### What you should do
Rewrite the rows from the beginning through the line containing "[[273, 140]]", swapping every "photograph" for "image" and changing nothing else. Omit the pictures from your answer.
** START Information shown **
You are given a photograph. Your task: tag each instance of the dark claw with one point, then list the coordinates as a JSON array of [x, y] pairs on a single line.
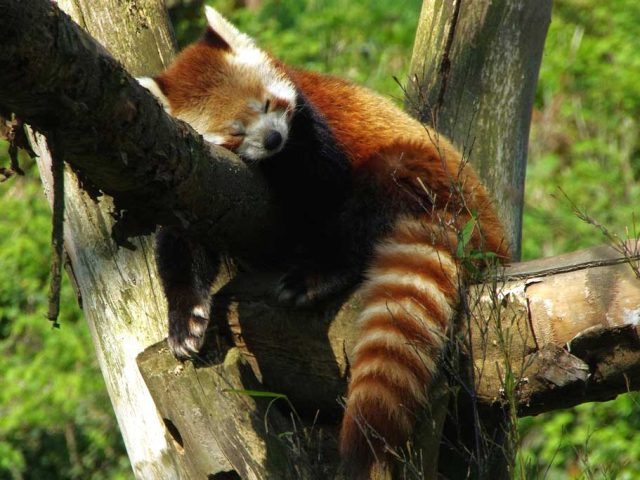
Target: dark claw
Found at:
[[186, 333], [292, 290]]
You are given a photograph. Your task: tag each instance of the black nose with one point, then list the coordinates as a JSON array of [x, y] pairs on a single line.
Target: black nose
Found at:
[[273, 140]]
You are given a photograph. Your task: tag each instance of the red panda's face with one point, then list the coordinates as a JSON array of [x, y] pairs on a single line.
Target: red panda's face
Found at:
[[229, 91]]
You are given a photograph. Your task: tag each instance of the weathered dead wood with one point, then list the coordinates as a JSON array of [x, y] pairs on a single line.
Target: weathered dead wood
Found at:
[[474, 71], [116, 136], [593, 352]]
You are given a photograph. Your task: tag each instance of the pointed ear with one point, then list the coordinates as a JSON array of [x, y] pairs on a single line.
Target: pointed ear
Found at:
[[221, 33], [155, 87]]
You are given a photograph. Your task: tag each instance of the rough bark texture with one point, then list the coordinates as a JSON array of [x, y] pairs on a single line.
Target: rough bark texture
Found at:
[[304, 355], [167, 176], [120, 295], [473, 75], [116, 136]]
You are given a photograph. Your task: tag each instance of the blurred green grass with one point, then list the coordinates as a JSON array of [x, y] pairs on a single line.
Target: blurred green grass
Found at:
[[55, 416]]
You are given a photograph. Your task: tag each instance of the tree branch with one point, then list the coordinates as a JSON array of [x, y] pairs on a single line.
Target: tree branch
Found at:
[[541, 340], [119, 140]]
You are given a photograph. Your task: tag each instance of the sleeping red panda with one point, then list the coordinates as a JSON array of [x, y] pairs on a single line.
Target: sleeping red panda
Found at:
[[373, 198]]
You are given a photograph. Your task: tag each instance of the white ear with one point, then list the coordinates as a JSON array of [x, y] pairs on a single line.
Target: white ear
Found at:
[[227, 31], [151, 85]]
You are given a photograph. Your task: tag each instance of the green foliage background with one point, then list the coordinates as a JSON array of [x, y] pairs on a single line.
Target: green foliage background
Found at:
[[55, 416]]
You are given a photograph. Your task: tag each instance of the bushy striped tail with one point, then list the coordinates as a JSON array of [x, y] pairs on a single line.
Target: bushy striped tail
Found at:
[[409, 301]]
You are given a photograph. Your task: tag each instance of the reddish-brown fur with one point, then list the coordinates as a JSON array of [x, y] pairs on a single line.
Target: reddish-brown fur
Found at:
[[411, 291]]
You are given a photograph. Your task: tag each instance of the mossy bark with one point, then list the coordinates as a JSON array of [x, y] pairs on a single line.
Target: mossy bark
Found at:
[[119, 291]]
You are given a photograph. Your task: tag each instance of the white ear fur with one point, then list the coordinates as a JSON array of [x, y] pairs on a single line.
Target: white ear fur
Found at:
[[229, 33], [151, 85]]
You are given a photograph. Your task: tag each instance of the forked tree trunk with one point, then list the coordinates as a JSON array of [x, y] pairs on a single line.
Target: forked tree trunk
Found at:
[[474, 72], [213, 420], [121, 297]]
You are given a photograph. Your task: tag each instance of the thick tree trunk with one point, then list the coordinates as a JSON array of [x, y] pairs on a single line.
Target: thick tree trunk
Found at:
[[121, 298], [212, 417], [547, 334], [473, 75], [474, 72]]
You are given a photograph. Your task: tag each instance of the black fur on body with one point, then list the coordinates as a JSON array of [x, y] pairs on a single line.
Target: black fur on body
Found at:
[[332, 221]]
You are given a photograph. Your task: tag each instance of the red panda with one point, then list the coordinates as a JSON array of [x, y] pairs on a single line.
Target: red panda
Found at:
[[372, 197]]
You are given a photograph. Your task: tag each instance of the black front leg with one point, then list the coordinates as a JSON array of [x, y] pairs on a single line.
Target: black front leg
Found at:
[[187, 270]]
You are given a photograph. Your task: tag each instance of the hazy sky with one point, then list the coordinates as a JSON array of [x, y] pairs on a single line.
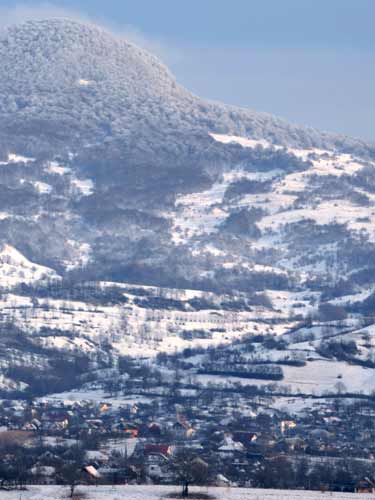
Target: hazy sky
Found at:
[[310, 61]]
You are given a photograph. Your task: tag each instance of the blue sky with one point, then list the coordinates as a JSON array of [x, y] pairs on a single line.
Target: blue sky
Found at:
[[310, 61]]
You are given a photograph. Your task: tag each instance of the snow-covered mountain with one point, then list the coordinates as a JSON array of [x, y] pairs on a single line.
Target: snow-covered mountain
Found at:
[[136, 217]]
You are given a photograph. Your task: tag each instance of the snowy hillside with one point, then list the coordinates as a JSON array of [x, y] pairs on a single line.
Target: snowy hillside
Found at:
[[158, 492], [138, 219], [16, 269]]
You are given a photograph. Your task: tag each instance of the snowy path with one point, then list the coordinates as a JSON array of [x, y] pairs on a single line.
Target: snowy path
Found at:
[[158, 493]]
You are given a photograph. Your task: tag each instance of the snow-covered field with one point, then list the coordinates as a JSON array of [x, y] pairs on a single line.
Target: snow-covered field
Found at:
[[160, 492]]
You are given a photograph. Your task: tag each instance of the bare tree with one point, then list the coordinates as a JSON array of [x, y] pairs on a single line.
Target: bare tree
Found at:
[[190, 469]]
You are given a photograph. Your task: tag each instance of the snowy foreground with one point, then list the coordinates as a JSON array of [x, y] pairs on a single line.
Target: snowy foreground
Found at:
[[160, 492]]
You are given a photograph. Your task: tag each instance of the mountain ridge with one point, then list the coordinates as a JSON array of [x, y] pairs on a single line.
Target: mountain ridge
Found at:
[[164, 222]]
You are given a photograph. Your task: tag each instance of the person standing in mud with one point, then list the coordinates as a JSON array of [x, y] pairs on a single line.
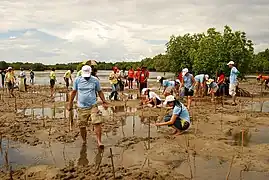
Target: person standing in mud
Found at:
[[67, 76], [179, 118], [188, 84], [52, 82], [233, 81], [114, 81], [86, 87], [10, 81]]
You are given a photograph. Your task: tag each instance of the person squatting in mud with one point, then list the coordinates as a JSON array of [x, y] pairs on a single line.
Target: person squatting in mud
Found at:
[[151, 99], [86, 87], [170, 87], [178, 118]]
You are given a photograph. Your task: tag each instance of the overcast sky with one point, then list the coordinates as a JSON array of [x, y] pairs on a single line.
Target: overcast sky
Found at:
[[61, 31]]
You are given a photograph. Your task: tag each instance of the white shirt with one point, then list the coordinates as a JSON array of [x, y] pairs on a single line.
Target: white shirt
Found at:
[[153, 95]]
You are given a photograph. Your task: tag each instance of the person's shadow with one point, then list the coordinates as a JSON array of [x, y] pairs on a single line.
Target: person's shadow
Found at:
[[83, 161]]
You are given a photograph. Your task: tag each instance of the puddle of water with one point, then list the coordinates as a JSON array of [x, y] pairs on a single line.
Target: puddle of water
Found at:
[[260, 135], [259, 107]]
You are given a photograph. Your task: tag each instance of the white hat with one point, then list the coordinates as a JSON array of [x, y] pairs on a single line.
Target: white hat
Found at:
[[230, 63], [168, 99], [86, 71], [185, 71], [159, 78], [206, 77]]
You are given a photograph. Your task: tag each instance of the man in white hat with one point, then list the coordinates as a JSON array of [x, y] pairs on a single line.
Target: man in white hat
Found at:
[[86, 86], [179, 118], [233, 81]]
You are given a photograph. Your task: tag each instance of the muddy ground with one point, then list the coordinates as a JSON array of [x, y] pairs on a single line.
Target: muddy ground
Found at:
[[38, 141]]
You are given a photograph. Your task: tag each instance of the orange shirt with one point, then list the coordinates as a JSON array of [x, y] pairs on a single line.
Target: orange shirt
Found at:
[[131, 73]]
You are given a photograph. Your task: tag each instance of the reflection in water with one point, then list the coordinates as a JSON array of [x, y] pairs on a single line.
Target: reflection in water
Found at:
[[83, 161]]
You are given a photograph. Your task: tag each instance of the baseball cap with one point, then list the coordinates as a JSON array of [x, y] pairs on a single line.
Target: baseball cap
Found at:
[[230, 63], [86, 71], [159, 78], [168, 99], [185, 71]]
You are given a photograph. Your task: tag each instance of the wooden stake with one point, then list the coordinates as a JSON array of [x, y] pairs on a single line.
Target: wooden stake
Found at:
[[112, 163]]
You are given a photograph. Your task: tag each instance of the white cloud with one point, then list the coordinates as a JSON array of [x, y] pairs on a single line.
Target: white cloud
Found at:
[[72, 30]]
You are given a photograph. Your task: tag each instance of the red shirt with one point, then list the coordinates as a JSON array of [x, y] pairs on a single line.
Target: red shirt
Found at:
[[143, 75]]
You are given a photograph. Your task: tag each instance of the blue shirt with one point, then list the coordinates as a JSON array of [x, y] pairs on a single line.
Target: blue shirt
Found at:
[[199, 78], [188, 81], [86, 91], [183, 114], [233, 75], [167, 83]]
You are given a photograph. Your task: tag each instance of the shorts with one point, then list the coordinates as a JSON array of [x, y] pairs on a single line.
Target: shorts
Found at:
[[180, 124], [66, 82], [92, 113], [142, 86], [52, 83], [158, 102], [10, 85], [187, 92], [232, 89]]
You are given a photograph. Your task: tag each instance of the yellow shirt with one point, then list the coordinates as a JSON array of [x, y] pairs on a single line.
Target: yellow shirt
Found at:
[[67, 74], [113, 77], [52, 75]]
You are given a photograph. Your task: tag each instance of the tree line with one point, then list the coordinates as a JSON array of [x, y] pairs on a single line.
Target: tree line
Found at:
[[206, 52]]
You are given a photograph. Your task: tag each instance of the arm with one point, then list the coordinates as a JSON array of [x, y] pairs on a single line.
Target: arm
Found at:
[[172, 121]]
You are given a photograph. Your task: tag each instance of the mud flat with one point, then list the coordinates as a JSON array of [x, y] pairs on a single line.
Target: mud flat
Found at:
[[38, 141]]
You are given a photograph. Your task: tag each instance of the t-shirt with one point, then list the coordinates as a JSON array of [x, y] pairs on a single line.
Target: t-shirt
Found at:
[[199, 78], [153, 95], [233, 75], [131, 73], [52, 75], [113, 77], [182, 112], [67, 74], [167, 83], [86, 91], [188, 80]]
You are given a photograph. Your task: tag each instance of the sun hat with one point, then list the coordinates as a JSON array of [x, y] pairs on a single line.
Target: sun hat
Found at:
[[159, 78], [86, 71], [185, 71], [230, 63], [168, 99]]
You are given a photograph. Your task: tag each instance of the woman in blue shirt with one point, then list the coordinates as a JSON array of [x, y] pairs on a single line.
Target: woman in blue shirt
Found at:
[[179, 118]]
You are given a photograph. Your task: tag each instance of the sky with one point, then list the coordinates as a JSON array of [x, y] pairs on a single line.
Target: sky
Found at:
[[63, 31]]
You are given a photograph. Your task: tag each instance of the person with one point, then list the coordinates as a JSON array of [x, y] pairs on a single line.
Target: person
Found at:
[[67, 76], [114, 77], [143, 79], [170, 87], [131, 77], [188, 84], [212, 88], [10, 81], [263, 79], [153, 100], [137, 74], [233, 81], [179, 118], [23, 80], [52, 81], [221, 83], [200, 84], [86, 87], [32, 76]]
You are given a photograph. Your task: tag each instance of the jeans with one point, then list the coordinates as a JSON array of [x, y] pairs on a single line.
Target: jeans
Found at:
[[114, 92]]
** END Information shown **
### Task solution
You are given a image. Your task: tag each instance of the dark claw with one point, then list the coordinates as a JSON array of [x, y] pairs on a single line.
Target: dark claw
Found at:
[[186, 333], [292, 290]]
You are given a image. Your task: tag each instance of the black nose with one point, then list the coordinates as a JSON array of [x, y] pairs on a single line.
Target: black nose
Found at:
[[273, 140]]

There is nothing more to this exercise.